Introduction: Build a Retro Style Rocket

This is a model built from mostly found materials.

Step 1:

What follows is an extensive photo tutorial on how I constructed the model. Firstly, I had an old shower radio lying around for a while and I spotted the little clip-on torches in a pound (£) store. I knew immediately that I had to get some of the torches to use as rocket engines (they couldn’t have been much more perfect).

Step 2:

I stripped down the radio, and disposed of the internal workings. The three knobs were dumped into the bits box and I glued the case back together again. As you can see, the battery compartment makes an idea cargo hatch.

Step 3:

I took these photos just to get an idea of how the rocket might look in flight (note the knobs had not quite been abandoned when I took these photos).

Step 4:

Next up I had to fit the rocket engines, I could have gone with just the two, but I felt a third top engine made it look a little different from my first Retro Rocket and also helped with the balance of the look of the model. I removed the clips from the torches and then sanded down the ball joint at the angle that best fit the curve of the rocket’s body. To attach them to the body I drilled and pinned them, this gave me a little play in positioning so that I could get them exactly lined up.
Drilling  and Pinning is a standard model making technique. Simply put, find the centre of the spot you want to attach the piece to. Drill a hole and glue a piece of wire or rod into the hole. Then drill another hole into the piece and apply glue. Then push it on to the wire/rod. This re-enforces the joint.

Step 5:

Once the two side engines were in place (the top engine was left off while I finalised what I was doing with that part of the model) I filled and sanded the joints. I didn’t feel that the round curved rod that supported the engine look substantial enough for my liking so I decided to add a fin in behind the rod. Not an easy task, as there are four different curved surfaces that needed to fit perfectly. I started by cutting paper patterns to work from.

Step 6:

Once I had a good fit with the pattern I traced it on to a piece of plastic sheet.

Step 7:

I cut the fins out using a scroll saw. Unfortunately, as the polystyrene sheet cut it heated up and I got quite a lot of melted debris along the cut lines. I new I would have to file the edges quite a bit to get them to fit, but it turned out to be a bit more than I would have liked!

....

- **TASKS TO COMPLETE**:
- a) Duplicate the passage of the rocket model tutorial starting at "Next up I had" and ending at "exactly lined up.".
- b) In order, list the steps the rocket model tutorial gives for the drilling and pinning technique.

- **SOURCE MATERIAL**:
....

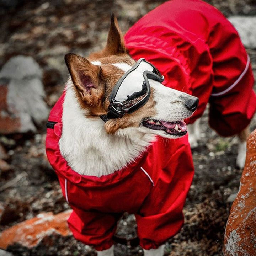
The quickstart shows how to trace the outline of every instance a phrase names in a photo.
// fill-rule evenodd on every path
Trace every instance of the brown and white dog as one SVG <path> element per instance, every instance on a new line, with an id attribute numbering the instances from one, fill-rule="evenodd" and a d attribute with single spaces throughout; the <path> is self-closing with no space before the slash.
<path id="1" fill-rule="evenodd" d="M 87 58 L 69 54 L 65 59 L 70 78 L 63 105 L 59 145 L 62 155 L 75 172 L 98 177 L 112 173 L 139 156 L 156 135 L 175 138 L 186 133 L 183 120 L 193 113 L 198 98 L 150 78 L 151 93 L 145 104 L 122 118 L 106 122 L 100 118 L 108 113 L 115 85 L 135 63 L 127 53 L 114 16 L 103 50 Z M 131 78 L 142 77 L 143 71 L 138 71 Z M 163 252 L 161 246 L 144 250 L 144 255 L 160 256 Z M 98 255 L 113 255 L 113 246 L 98 252 Z"/>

....

- **ANSWERS TO THE PROBLEMS**:
- a)
Next up I had to fit the rocket engines, I could have gone with just the two, but I felt a third top engine made it look a little different from my first Retro Rocket and also helped with the balance of the look of the model. I removed the clips from the torches and then sanded down the ball joint at the angle that best fit the curve of the rocket’s body. To attach them to the body I drilled and pinned them, this gave me a little play in positioning so that I could get them exactly lined up.

- b)
1. Find the centre of the spot you want to attach the piece to.
2. Drill a hole and glue a piece of wire or rod into the hole.
3. Drill another hole into the piece and apply glue.
4. Push it on to the wire/rod.